_Task requirements_: Nothing but the lines from the one containing "x=121, y=64" through the one containing "x=102, y=47", both included, should be given again, each exactly as written below.
(Beginning of Supplied information)
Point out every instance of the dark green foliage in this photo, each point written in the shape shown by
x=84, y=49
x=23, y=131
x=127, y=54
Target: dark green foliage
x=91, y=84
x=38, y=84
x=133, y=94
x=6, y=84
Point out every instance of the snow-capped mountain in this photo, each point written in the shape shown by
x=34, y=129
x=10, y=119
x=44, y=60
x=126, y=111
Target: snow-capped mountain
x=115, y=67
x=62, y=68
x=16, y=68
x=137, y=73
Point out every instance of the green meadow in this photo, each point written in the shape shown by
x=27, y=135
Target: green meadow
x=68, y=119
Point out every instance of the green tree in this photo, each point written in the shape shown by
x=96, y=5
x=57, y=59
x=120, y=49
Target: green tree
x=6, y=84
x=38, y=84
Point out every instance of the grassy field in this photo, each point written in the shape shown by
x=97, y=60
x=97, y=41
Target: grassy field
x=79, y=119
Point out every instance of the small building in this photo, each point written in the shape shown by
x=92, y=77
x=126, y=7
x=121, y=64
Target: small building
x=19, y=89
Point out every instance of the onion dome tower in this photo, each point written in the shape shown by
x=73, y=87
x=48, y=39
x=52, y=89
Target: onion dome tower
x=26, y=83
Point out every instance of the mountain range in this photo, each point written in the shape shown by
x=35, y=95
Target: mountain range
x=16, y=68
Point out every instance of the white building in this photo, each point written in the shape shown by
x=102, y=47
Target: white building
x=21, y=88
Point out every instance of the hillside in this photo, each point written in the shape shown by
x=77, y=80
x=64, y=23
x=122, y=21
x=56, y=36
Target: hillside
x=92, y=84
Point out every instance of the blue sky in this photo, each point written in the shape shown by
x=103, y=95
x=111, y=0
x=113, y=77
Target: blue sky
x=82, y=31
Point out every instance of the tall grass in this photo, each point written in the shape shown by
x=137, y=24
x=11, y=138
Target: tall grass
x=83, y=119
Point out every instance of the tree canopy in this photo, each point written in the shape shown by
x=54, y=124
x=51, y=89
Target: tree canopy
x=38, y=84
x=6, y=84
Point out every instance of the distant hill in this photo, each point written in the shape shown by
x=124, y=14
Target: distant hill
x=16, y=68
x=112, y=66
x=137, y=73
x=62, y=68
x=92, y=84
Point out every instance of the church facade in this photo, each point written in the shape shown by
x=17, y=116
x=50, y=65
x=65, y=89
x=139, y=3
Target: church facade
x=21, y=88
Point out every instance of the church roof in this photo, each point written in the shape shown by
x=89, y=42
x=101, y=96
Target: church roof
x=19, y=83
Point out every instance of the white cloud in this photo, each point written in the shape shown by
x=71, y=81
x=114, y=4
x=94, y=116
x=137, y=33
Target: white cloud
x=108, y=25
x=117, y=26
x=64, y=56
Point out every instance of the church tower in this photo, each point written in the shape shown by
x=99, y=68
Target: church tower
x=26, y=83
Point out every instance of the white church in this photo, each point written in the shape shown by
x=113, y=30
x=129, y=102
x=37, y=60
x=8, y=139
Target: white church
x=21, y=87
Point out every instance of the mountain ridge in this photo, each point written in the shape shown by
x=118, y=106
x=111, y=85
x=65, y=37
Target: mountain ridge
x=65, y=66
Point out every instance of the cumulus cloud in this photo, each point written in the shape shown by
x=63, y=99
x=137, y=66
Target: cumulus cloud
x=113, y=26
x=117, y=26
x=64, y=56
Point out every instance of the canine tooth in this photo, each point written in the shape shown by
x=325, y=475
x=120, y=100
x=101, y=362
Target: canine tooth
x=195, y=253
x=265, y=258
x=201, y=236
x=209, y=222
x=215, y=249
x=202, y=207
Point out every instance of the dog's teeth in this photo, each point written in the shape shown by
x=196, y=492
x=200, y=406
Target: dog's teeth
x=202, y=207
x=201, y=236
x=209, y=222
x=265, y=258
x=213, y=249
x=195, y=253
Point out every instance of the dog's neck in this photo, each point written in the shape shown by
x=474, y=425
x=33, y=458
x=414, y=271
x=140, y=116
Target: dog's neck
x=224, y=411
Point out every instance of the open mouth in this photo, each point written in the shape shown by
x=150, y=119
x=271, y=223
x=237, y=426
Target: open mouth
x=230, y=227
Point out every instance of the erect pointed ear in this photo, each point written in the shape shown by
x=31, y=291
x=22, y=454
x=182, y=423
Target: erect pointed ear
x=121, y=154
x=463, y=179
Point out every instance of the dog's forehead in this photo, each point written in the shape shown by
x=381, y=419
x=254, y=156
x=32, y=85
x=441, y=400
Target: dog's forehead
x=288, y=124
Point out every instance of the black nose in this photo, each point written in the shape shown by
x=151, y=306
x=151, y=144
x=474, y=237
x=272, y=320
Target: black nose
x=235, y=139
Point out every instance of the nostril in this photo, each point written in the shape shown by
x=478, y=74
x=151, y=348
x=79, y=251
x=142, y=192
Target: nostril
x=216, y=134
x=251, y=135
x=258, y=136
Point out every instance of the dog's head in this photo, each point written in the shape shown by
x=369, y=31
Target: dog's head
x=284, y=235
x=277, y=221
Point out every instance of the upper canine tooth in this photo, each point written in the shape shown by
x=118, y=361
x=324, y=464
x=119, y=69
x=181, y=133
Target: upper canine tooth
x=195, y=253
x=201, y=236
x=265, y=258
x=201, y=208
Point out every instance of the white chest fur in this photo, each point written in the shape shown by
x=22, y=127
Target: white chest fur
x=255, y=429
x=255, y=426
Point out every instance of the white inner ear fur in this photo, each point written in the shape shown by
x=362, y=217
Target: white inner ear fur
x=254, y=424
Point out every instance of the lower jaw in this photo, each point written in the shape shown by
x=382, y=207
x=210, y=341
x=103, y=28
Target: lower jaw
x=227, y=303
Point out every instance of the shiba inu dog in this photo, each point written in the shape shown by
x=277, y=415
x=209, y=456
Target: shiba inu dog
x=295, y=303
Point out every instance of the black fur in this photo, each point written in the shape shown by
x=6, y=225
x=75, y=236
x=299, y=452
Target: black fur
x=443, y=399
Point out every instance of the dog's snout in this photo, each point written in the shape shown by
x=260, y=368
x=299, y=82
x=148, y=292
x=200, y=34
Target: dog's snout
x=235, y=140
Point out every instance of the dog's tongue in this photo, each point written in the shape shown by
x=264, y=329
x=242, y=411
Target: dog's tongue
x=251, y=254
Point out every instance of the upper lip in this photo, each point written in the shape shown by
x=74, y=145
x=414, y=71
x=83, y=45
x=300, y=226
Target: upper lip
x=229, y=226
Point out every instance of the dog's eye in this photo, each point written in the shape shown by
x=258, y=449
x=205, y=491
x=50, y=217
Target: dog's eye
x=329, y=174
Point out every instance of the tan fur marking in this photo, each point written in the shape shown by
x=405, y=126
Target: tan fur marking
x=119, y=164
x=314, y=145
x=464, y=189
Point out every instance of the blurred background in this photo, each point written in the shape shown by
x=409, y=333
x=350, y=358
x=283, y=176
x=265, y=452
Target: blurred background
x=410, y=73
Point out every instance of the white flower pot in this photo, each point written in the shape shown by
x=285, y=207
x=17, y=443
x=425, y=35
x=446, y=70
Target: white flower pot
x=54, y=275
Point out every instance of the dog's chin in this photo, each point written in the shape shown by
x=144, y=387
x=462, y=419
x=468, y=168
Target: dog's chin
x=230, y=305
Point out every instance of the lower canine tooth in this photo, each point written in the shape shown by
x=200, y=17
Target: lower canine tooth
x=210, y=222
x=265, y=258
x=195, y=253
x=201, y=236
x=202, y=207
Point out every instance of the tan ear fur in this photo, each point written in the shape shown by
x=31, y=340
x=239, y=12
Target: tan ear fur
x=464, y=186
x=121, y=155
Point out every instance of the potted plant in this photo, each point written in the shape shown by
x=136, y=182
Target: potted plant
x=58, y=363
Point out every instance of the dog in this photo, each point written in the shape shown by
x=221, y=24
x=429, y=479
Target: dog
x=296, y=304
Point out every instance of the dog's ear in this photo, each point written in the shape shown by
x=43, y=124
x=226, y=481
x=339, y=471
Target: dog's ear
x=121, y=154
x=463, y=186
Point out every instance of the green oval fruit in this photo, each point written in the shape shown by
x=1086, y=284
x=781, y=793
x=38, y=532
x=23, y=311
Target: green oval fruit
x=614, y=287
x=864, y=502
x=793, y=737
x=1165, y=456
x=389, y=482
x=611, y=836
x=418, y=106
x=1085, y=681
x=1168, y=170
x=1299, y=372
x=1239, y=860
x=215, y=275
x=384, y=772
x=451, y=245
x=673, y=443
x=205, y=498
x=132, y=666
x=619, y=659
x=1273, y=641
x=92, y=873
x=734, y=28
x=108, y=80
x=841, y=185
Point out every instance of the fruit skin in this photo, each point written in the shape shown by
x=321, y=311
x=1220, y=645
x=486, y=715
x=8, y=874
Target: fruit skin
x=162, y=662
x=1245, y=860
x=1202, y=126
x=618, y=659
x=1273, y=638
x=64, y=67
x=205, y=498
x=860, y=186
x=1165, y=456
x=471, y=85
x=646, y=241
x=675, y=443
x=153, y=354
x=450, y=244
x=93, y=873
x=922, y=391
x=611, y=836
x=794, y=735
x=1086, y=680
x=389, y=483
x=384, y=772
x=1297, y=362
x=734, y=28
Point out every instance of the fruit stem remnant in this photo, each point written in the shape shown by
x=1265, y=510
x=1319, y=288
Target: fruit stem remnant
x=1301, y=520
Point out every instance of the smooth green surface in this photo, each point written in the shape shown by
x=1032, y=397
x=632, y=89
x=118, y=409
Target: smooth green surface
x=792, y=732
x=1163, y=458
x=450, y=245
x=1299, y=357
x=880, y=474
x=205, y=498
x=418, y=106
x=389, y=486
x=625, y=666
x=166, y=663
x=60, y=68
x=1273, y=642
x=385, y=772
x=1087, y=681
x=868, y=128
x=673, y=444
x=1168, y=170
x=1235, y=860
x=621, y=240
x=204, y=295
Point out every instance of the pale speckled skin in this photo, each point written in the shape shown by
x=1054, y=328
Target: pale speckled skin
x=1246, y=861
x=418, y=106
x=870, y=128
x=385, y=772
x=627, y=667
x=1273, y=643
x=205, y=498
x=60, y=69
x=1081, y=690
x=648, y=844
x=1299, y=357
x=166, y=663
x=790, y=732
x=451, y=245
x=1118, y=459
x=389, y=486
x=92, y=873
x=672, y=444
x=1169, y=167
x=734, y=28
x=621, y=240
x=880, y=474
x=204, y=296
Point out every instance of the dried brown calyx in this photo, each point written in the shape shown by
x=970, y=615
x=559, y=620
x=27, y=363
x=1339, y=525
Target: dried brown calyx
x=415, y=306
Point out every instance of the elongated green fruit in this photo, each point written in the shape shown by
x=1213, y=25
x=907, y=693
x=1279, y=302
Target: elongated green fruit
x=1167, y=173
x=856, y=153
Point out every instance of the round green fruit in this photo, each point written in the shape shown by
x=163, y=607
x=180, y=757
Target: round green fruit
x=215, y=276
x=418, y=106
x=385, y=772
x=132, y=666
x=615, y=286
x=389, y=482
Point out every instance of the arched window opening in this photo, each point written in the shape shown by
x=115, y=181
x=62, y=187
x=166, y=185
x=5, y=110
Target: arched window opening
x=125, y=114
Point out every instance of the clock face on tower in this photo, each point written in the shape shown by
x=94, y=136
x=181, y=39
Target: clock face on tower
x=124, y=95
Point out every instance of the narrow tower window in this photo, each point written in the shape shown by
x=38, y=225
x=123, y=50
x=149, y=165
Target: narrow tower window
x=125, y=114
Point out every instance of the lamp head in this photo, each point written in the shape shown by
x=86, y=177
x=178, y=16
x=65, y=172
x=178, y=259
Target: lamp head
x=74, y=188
(End of Supplied information)
_Expected answer_:
x=121, y=64
Target: small building
x=19, y=89
Point out every instance of the onion dome tower in this photo, each point written in the shape shown by
x=73, y=87
x=48, y=39
x=52, y=89
Target: onion dome tower
x=26, y=83
Point out every instance of the mountain range in this photo, each point written in the shape shown by
x=35, y=95
Target: mountain range
x=16, y=68
Point out every instance of the white building in this photo, each point written in the shape shown by
x=102, y=47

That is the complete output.